- [What is expected]: Select each line in the records below that contains the string "high", and copy those lines.

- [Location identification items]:

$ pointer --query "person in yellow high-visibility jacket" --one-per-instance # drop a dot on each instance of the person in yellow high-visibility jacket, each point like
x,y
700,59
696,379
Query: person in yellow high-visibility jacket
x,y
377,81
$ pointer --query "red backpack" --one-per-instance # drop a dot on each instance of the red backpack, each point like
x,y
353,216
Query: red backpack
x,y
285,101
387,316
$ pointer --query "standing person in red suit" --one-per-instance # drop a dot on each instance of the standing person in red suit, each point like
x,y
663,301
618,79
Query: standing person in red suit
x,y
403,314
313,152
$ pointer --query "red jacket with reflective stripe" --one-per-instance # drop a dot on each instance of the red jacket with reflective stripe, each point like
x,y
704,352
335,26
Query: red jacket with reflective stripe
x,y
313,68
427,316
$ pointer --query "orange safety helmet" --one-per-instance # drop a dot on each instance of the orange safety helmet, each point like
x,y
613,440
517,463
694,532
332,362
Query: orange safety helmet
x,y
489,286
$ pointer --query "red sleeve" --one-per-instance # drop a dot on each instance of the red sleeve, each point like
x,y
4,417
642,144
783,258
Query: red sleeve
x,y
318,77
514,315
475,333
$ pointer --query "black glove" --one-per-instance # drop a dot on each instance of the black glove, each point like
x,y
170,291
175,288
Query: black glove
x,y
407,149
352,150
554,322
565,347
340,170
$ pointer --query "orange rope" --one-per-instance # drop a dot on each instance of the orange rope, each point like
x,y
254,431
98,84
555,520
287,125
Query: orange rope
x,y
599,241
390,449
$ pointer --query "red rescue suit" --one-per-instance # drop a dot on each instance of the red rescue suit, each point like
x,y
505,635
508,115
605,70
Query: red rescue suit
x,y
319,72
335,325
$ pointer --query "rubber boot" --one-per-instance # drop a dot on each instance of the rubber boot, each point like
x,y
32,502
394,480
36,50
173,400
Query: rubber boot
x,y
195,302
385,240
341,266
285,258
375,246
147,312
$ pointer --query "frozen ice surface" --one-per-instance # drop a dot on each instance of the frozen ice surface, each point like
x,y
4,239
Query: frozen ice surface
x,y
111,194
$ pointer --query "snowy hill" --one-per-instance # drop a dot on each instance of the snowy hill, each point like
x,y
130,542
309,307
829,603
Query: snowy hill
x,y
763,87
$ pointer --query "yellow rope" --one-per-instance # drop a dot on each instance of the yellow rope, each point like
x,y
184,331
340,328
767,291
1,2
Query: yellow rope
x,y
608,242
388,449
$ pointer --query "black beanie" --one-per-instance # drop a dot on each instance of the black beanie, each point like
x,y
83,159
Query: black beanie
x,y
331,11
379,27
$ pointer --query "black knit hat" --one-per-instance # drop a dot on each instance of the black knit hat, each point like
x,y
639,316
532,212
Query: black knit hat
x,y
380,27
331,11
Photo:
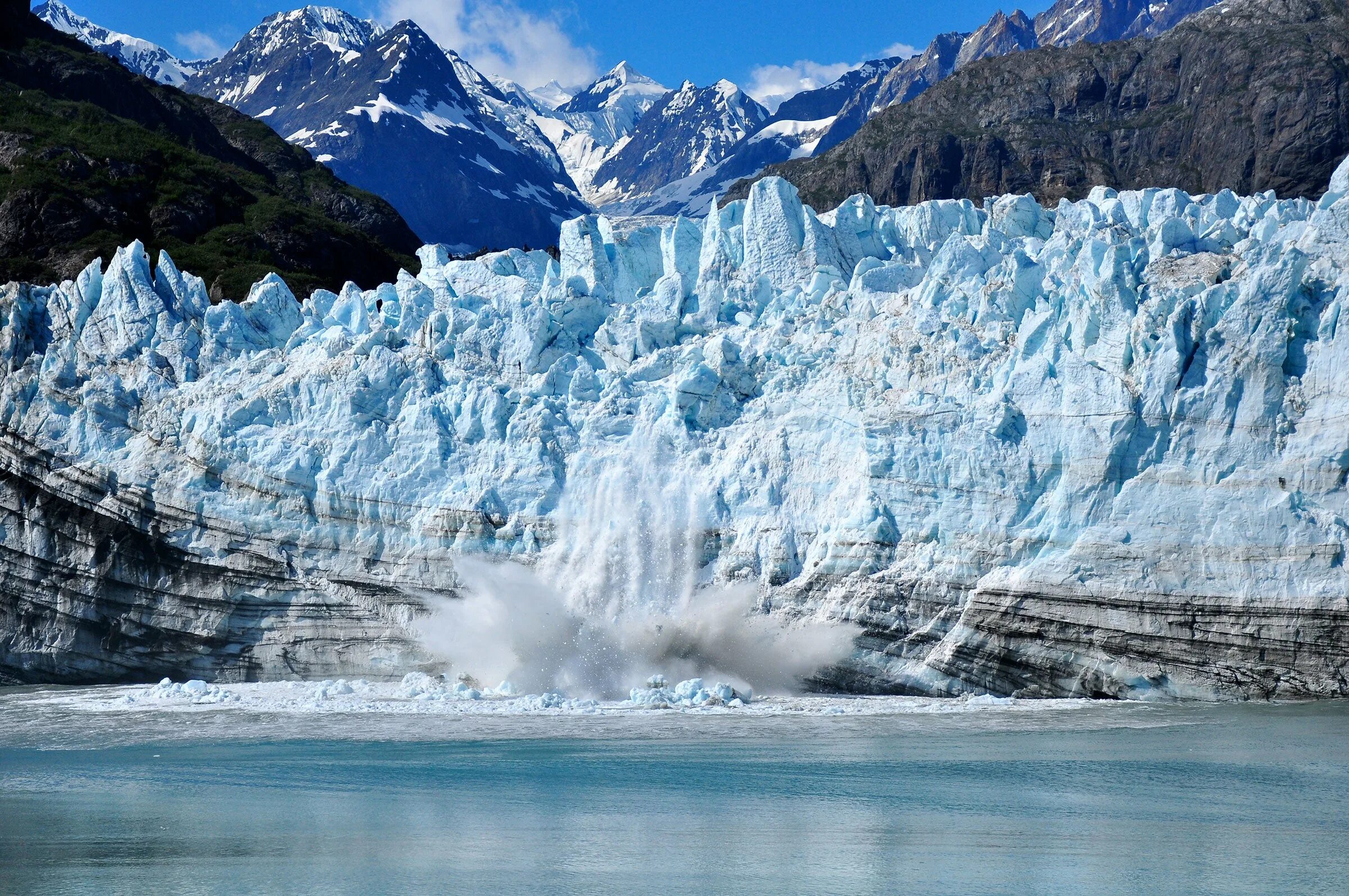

- [Response to the exercise]:
$ pointer --query "person in yellow high-visibility jacket" --one-per-instance # drop a dot on each instance of the person in yellow high-visibility jacket, each point like
Query: person in yellow high-visibility jacket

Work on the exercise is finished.